How many lines in the material below contain the string "glass"? Reply with the number alone.

########

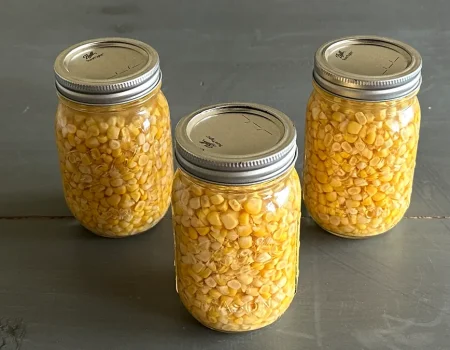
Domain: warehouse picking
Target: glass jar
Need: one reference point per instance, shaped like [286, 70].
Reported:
[236, 215]
[362, 132]
[113, 136]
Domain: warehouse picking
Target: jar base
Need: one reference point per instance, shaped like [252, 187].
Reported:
[256, 328]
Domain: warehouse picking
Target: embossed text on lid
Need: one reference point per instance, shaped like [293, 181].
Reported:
[107, 71]
[368, 68]
[236, 143]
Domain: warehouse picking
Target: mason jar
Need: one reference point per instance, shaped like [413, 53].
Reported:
[236, 215]
[113, 135]
[362, 132]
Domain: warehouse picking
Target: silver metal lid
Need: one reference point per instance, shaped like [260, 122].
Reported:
[107, 71]
[368, 68]
[236, 143]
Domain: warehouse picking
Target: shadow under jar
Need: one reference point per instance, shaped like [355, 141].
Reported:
[362, 132]
[236, 215]
[113, 136]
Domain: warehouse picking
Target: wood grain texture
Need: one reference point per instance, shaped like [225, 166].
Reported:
[64, 288]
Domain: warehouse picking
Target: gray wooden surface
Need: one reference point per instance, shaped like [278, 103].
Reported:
[63, 288]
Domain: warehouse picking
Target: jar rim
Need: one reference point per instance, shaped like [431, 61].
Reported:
[235, 143]
[369, 68]
[107, 71]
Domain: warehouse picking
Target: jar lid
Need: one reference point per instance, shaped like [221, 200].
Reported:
[368, 68]
[236, 143]
[107, 71]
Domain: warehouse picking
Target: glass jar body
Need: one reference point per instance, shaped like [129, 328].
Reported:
[359, 162]
[116, 163]
[236, 250]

########

(COMPLETE ANSWER) 2